Exercise requirements: Change every "Observed output" in the listing below to "Returned points" and give the lines again with nothing else altered. Omit the pictures.

## begin Records to process

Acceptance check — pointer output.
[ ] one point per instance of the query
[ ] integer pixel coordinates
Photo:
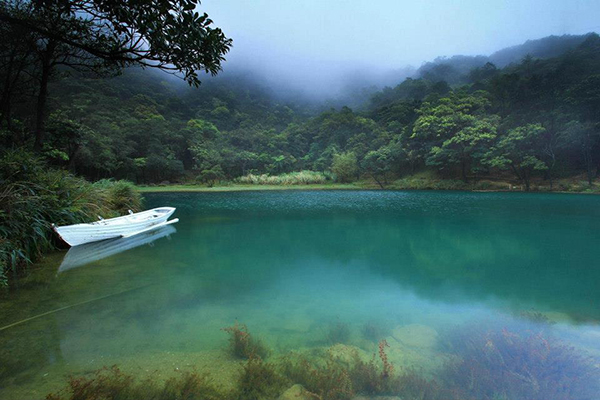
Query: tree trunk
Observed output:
(40, 118)
(587, 155)
(377, 180)
(463, 167)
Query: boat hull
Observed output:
(78, 234)
(90, 252)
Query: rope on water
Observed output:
(70, 306)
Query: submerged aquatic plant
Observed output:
(243, 345)
(518, 363)
(259, 380)
(328, 378)
(112, 384)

## end Records to process

Result of this task:
Acceptance check — pointer output.
[ ] one point per instance of the query
[ ] integer pixel coordinates
Photo:
Query: tree trunk
Returned points:
(40, 118)
(587, 155)
(377, 180)
(463, 167)
Query: boat hull
Returned points:
(78, 234)
(90, 252)
Query: rope on water
Returned points:
(70, 306)
Query: submerged aquatic plant
Returned points:
(243, 345)
(518, 363)
(259, 380)
(328, 378)
(112, 384)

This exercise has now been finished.